Brano da leggere:
== == ==

Guardando la sfilata di Moschino sono rimasto sorpreso e divertito, la sfilata shock che trasmette la voglia di rinascere anche se per Jeremy Scott era imprevedibile una situazione buia come stiamo vivendo.
Il DNA di Moschino è un massimalismo divertissement, ma che in questa esibizione ha trasformato in ironica couture con lo sfondo della scena finale di 2001 Odissea nello spazio, pareti pastello, mobilia Luigi XVI e quadrati luminosi al posto del pavimento.
La collezione è composta da abiti mobilia, delle vere sculture che ci portano su un palcoscenico couture.

== == ==

Dati di grounding degli oggetti in linguaggio naturale

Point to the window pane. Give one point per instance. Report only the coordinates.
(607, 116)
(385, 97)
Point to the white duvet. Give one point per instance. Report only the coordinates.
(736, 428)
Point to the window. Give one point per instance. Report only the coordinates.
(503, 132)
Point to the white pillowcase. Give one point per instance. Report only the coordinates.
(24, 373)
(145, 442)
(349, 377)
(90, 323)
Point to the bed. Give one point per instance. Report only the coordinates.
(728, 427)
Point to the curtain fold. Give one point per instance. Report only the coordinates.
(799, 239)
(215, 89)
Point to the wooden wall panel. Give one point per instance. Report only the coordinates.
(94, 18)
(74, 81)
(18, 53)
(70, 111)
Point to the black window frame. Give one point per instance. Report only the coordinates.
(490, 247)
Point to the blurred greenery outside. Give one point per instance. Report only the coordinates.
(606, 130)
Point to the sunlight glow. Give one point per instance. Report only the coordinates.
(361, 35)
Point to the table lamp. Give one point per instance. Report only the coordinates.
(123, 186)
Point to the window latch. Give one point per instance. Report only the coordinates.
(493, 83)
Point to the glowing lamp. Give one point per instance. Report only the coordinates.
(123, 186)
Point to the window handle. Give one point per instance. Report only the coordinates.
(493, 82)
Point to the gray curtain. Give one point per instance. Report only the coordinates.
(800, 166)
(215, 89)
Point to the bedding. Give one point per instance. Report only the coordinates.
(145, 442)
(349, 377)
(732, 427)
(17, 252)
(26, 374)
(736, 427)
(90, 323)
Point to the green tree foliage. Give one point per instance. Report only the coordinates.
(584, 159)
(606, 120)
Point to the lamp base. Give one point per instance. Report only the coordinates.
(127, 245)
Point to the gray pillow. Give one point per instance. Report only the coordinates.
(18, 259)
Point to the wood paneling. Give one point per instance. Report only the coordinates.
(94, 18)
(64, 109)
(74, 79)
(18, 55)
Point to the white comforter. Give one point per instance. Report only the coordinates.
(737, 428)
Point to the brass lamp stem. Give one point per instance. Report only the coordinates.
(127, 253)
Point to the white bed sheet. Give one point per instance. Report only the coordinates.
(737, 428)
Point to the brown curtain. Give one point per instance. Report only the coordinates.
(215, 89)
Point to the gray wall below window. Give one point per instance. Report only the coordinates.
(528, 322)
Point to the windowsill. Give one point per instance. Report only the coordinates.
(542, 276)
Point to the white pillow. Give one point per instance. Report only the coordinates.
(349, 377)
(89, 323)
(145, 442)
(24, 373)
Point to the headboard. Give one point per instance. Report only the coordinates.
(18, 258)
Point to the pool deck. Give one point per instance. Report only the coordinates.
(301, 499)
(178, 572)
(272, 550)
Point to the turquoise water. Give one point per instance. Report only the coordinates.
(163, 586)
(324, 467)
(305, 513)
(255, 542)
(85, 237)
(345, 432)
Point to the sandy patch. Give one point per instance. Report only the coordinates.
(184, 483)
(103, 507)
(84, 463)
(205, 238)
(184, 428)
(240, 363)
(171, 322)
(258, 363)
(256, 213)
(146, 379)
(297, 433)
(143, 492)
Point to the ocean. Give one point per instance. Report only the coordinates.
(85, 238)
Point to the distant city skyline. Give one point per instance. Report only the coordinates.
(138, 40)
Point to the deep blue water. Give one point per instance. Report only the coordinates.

== == ==

Domande:
**a.** Rispondi alle domande seguenti sul brano dedicato alla sfilata di Moschino.
(i) Per chi, secondo il brano, era imprevedibile una situazione buia come quella attuale?
(ii) Quale stile di mobilia compare nella scenografia?
(iii) Da che cosa è composta la collezione?
**b.** Dal brano sulla sfilata di Moschino, estrai il testo che inizia con "Il DNA di Moschino" e prosegue fino a "un palcoscenico couture.".

Elenco risposte:
**a.**
(i) Per Jeremy Scott.
(ii) Mobilia Luigi XVI.
(iii) Da abiti mobilia, vere sculture.

**b.**
Il DNA di Moschino è un massimalismo divertissement, ma che in questa esibizione ha trasformato in ironica couture con lo sfondo della scena finale di 2001 Odissea nello spazio, pareti pastello, mobilia Luigi XVI e quadrati luminosi al posto del pavimento.
La collezione è composta da abiti mobilia, delle vere sculture che ci portano su un palcoscenico couture.